■ What you need to do: Look over the entries that follow. Report how many lines contain "leaf", with nothing else.
** Opening Supplied records block **
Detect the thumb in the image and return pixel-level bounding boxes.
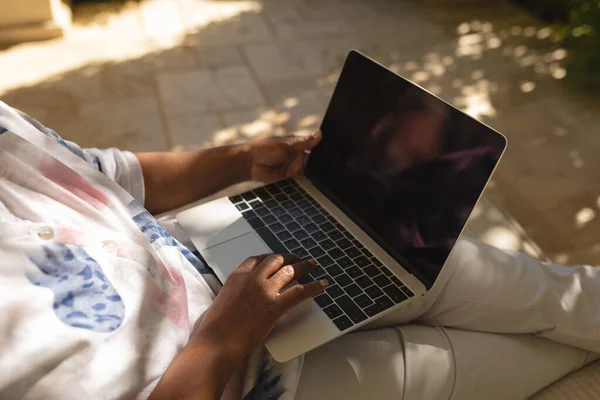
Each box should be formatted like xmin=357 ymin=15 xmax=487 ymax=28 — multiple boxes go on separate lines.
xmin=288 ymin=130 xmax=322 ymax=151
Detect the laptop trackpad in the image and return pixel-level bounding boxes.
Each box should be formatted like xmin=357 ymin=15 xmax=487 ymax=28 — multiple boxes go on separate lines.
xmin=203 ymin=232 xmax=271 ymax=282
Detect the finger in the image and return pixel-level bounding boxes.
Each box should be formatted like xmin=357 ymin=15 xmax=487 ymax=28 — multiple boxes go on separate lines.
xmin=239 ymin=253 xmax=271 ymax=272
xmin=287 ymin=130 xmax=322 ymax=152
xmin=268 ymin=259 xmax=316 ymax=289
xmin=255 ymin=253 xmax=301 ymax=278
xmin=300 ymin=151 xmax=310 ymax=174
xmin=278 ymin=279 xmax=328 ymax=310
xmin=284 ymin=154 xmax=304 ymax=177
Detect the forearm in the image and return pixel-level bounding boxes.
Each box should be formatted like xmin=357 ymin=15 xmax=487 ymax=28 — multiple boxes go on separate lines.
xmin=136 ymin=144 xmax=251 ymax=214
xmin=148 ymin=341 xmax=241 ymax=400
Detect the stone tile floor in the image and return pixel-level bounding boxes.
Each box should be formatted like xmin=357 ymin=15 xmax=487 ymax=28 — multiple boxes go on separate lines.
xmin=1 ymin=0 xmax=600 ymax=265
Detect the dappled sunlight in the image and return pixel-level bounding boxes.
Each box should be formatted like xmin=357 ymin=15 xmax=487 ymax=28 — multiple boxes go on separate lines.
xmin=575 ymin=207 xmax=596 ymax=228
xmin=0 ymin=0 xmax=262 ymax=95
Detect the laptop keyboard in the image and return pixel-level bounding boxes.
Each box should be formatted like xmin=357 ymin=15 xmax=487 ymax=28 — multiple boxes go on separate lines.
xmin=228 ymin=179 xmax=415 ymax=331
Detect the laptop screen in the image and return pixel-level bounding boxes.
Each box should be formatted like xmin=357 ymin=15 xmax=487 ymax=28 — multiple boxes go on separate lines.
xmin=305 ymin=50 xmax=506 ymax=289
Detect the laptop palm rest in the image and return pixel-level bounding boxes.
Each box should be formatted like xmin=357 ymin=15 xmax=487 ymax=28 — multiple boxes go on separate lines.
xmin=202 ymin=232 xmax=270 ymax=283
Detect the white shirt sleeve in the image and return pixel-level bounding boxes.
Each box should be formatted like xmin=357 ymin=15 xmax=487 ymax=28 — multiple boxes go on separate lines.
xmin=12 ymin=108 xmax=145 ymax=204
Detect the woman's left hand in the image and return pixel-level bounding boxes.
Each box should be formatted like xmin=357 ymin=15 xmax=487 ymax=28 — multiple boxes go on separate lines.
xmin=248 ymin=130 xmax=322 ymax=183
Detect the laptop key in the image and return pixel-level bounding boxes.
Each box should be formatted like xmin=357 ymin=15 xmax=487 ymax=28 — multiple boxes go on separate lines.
** Closing Supplied records block **
** Opening Supplied records block **
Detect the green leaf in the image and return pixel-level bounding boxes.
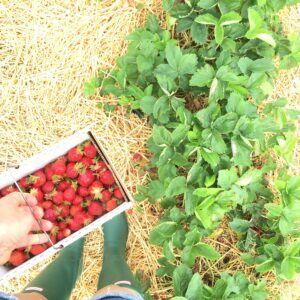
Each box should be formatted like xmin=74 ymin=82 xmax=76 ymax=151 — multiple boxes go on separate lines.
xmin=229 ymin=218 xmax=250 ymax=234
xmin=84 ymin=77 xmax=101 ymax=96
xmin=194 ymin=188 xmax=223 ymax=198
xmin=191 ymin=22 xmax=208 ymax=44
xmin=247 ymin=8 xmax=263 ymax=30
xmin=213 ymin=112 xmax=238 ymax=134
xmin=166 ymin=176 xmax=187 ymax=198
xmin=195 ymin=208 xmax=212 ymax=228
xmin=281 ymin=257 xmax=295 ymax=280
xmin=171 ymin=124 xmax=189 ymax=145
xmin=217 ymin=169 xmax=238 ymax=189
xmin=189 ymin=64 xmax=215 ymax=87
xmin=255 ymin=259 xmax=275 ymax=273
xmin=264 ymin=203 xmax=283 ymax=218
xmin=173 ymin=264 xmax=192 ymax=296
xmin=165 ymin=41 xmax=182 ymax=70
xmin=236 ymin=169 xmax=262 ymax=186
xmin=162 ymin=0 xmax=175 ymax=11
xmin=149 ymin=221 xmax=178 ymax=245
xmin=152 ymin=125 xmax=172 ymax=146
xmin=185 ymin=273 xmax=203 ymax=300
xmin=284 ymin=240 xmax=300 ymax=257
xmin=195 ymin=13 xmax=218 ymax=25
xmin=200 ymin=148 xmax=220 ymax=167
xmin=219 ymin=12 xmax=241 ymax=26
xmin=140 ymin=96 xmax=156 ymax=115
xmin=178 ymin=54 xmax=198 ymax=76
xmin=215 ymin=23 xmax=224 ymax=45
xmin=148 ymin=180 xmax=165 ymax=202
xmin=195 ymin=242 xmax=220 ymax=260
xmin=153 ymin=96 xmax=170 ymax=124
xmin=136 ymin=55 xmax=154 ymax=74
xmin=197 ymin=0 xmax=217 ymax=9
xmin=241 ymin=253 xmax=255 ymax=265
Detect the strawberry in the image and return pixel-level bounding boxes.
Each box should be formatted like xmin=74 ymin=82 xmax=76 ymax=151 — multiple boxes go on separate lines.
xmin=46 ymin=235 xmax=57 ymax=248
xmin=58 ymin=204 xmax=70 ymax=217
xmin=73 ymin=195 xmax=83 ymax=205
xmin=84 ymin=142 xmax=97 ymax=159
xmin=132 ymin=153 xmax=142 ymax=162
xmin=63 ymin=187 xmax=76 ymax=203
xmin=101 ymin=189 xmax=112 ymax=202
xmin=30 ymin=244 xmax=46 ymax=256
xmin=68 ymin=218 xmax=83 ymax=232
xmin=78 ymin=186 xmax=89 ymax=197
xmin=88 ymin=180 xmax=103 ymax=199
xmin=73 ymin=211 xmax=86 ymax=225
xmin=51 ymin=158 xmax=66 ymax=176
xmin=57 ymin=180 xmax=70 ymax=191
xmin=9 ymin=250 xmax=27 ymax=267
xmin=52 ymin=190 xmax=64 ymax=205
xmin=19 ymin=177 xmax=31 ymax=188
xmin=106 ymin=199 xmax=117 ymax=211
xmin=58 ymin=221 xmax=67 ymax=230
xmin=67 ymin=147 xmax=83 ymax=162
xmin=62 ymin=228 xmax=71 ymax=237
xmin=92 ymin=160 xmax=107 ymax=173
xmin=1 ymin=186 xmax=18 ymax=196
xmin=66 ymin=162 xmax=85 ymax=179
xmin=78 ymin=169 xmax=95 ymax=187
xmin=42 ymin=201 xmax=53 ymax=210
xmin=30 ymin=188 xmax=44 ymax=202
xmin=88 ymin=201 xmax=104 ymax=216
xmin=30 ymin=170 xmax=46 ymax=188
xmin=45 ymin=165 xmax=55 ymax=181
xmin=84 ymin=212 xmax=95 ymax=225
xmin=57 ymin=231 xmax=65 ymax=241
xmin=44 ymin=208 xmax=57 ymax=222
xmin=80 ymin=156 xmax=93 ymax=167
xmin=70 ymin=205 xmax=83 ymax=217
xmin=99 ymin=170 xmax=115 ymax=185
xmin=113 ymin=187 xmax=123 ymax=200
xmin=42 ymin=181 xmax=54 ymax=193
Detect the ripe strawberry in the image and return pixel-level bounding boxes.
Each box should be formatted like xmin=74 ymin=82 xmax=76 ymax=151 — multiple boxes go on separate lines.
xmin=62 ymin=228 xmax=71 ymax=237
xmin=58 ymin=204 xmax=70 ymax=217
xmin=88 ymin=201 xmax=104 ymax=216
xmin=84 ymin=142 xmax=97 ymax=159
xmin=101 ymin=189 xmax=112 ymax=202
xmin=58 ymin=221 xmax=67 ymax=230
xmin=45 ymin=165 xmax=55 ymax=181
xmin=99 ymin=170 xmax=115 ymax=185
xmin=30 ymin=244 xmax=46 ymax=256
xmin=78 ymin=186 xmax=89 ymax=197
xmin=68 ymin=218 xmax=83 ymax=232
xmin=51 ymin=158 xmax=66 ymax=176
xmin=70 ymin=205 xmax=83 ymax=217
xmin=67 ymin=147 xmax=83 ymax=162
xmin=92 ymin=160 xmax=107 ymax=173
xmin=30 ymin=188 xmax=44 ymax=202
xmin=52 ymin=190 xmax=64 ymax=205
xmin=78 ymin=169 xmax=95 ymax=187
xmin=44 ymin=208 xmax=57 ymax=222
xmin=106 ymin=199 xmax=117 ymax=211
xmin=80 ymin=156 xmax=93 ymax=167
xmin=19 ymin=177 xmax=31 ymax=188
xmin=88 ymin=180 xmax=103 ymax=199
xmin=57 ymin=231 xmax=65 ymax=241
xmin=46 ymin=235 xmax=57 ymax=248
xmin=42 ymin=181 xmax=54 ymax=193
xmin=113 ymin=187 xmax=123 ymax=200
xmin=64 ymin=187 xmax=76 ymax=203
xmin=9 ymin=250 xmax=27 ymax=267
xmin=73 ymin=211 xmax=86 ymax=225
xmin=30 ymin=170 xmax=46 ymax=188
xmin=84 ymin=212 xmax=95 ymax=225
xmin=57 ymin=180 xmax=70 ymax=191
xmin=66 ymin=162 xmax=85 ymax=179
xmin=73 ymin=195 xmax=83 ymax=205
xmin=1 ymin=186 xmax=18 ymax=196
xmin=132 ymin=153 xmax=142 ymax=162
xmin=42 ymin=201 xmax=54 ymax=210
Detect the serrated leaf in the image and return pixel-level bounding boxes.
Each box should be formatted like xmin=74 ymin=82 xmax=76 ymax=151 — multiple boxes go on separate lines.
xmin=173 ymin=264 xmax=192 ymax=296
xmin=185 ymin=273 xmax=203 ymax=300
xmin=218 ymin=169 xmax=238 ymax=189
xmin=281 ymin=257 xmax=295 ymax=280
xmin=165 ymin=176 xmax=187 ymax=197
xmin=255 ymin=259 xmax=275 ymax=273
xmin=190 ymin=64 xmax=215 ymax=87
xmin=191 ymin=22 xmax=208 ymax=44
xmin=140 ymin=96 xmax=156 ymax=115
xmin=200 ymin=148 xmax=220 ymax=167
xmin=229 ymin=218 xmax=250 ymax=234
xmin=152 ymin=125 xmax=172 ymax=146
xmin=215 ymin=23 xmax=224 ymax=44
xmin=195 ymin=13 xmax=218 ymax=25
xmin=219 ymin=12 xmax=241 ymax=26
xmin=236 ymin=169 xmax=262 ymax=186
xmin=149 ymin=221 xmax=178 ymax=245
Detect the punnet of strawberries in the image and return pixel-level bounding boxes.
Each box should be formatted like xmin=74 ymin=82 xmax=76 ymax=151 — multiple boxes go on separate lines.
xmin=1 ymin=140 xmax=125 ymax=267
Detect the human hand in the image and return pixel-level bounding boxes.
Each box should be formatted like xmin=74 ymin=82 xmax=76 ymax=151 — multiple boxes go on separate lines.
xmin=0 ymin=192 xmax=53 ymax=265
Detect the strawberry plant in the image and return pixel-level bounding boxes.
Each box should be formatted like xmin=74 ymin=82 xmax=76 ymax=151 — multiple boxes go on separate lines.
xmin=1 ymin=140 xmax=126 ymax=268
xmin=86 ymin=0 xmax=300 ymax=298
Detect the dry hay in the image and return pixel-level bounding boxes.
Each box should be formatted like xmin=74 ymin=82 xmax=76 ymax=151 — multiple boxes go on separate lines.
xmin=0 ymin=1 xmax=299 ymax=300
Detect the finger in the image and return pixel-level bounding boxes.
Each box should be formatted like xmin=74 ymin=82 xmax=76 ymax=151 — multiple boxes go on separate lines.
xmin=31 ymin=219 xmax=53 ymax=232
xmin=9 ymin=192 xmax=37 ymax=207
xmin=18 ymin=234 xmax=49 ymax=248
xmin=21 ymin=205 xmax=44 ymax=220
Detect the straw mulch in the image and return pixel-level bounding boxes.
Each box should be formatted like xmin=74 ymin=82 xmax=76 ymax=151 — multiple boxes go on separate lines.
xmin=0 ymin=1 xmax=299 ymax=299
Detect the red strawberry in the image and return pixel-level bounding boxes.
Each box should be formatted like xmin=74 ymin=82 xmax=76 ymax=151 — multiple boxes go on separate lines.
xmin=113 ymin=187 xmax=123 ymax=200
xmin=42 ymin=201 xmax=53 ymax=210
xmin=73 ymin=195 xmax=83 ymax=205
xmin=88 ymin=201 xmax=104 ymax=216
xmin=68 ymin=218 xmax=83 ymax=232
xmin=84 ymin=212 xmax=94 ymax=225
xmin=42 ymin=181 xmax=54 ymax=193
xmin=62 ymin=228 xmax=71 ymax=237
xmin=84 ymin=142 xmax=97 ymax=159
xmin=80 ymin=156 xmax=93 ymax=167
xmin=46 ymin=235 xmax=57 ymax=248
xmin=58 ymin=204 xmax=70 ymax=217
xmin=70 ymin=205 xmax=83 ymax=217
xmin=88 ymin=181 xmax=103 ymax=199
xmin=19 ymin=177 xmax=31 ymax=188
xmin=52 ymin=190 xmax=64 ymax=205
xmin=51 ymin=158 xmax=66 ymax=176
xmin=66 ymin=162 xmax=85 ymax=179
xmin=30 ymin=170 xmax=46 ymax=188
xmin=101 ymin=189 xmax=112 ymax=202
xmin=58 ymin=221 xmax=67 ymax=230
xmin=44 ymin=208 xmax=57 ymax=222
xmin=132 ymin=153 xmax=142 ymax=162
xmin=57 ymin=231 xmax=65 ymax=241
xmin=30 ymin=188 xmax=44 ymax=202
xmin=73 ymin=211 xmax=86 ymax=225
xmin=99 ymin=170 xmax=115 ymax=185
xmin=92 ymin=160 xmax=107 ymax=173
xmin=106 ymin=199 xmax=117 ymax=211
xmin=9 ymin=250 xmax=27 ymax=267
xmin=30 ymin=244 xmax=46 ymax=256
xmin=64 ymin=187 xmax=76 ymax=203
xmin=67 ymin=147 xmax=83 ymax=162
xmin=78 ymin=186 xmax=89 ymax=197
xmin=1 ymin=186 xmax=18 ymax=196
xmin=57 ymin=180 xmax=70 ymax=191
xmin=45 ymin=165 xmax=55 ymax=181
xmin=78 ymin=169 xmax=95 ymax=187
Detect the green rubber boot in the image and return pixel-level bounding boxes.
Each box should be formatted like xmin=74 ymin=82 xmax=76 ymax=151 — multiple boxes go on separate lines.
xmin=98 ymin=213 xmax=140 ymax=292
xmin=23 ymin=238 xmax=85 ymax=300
** Closing Supplied records block **
** Opening Supplied records block **
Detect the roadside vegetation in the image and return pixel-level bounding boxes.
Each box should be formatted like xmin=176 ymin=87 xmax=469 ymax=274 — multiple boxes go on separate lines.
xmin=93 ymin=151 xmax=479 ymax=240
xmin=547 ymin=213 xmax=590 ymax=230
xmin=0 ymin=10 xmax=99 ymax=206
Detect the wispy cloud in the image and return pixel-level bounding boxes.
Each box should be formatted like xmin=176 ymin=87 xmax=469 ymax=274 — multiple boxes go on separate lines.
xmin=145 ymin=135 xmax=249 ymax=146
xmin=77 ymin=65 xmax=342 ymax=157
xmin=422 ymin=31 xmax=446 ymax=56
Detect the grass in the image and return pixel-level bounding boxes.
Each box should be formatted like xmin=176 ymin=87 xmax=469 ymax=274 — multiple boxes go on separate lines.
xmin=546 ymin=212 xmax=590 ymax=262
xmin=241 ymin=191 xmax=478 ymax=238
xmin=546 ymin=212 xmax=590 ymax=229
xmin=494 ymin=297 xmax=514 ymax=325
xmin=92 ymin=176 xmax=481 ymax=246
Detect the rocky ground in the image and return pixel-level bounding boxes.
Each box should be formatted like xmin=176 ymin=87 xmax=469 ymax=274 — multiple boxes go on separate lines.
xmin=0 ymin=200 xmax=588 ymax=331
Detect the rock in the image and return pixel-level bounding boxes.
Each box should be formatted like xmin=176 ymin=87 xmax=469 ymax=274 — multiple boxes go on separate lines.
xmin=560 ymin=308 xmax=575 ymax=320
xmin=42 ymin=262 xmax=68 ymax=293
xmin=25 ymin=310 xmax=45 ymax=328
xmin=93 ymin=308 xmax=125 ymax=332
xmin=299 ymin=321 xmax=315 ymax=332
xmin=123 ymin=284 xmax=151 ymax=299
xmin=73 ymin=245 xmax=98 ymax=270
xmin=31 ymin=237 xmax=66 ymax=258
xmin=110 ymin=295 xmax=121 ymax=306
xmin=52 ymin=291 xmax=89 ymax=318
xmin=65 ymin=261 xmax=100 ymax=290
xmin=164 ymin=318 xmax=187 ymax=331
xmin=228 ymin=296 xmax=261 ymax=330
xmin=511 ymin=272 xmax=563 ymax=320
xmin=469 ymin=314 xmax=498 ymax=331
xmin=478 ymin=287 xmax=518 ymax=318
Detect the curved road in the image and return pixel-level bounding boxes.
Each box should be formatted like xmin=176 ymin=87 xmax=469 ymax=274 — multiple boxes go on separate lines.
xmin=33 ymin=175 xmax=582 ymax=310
** Closing Supplied records block **
■ Output of the exercise: 2